Exercise details:
Extract every line of the material below that contains the string "cycling", treating uppercase and lowercase as different.

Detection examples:
########

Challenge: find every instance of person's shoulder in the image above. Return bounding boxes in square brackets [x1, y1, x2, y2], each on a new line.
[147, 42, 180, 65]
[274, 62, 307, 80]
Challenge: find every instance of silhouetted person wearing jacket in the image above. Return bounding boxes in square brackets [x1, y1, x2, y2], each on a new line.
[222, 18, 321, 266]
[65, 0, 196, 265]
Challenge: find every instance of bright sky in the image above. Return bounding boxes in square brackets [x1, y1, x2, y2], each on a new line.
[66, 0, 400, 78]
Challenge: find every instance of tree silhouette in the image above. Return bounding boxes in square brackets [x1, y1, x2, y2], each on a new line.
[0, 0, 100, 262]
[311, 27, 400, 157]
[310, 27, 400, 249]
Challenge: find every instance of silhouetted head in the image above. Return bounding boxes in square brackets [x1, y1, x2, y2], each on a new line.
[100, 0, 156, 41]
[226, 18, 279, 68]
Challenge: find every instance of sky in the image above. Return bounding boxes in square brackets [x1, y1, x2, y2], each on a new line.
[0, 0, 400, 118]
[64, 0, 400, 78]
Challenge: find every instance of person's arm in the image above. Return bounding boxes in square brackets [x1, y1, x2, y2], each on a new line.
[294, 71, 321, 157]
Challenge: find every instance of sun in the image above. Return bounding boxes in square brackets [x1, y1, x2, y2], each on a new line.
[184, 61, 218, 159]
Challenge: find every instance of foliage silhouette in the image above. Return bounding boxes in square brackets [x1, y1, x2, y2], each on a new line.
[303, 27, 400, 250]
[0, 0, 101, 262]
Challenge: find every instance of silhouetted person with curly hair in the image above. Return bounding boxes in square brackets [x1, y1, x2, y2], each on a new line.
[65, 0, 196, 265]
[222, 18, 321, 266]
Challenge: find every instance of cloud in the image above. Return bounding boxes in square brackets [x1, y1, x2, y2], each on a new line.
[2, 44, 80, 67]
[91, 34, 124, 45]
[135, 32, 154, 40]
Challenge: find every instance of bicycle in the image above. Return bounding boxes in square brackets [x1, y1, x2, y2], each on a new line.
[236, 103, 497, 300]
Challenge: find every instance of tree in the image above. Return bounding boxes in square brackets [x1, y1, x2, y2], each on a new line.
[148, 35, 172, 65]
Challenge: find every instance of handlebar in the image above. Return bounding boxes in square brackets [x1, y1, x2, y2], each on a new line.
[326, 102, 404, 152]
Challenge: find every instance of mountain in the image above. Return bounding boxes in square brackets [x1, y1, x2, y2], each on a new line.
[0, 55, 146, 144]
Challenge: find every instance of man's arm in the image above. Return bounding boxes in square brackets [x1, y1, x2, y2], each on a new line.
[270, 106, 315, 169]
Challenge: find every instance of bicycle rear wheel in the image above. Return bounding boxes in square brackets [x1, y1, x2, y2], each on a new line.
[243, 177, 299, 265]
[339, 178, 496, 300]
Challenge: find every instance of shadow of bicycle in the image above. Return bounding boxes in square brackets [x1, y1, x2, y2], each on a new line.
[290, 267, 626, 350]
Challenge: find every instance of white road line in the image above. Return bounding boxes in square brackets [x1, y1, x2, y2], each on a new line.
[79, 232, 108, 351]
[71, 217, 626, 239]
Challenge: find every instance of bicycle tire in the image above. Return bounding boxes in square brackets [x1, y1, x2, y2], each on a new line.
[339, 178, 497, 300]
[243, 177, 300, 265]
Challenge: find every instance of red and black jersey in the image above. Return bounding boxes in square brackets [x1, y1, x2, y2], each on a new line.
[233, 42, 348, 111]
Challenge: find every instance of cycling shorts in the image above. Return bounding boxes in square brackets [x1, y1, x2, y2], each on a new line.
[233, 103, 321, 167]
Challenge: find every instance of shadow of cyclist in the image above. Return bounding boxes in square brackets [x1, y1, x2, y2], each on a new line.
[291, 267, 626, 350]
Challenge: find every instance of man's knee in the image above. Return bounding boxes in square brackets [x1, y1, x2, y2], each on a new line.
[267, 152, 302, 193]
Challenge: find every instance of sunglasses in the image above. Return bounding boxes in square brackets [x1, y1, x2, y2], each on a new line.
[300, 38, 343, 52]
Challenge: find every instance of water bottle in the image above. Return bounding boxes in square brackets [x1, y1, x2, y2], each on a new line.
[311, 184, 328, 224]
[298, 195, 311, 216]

########

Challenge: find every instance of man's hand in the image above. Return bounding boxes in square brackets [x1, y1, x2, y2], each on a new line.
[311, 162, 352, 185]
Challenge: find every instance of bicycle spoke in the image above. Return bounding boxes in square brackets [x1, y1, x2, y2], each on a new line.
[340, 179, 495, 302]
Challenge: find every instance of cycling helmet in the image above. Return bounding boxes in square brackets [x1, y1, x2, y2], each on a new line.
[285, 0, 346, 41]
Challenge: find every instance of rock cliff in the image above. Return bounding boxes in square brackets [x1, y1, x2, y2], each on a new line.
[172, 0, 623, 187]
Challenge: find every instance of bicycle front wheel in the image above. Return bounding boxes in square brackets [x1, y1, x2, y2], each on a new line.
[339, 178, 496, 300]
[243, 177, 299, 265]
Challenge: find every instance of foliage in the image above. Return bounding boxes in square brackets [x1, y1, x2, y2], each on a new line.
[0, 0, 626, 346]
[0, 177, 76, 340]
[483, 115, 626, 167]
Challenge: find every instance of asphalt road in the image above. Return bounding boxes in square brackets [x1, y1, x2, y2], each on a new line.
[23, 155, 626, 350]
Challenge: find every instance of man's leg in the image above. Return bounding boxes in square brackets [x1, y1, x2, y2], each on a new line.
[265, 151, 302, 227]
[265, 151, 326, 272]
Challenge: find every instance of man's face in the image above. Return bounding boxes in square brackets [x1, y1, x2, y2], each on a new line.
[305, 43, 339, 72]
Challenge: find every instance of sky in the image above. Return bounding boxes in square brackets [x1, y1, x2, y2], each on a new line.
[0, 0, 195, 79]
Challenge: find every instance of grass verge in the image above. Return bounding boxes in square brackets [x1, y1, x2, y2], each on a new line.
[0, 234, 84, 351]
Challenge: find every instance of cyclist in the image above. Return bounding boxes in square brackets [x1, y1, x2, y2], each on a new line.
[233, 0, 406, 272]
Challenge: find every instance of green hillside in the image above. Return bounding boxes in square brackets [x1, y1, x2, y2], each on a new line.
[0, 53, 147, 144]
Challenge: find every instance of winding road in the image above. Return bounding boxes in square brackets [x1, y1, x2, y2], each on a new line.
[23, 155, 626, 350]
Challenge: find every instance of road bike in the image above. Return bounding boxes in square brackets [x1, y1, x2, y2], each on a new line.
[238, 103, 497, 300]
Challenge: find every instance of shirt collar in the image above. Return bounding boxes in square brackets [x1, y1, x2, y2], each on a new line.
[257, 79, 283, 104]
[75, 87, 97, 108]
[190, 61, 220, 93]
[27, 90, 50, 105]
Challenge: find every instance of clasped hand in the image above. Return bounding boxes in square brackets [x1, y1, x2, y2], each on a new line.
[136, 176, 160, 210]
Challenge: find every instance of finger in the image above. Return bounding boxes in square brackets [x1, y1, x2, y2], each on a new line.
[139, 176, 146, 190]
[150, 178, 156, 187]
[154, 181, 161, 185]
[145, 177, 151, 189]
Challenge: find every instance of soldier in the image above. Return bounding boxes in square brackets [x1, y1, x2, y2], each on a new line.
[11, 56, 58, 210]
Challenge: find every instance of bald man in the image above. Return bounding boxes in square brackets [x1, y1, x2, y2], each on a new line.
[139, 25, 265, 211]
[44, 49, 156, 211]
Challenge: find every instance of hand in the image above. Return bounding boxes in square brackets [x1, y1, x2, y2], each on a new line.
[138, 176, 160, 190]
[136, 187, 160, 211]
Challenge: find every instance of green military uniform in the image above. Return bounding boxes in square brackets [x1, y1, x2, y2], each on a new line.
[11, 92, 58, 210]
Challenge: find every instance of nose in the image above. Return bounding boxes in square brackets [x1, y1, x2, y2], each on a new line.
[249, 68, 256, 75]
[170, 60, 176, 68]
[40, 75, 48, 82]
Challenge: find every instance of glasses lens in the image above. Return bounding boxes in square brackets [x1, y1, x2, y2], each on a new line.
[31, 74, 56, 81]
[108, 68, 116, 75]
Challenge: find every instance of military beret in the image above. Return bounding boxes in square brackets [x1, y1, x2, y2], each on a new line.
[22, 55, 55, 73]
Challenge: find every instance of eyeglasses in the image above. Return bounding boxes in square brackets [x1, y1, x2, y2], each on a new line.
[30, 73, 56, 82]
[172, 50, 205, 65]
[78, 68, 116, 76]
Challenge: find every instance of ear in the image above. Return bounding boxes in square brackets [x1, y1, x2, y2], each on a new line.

########

Final result:
Challenge: find every instance of cycling shorts in the image above. Return bounding boxes in square brackets [x1, y1, x2, y2], each on a new line.
Challenge: find every instance of cycling helmet in the image above. Return bounding boxes in square brackets [x1, y1, x2, y2], each on a new line.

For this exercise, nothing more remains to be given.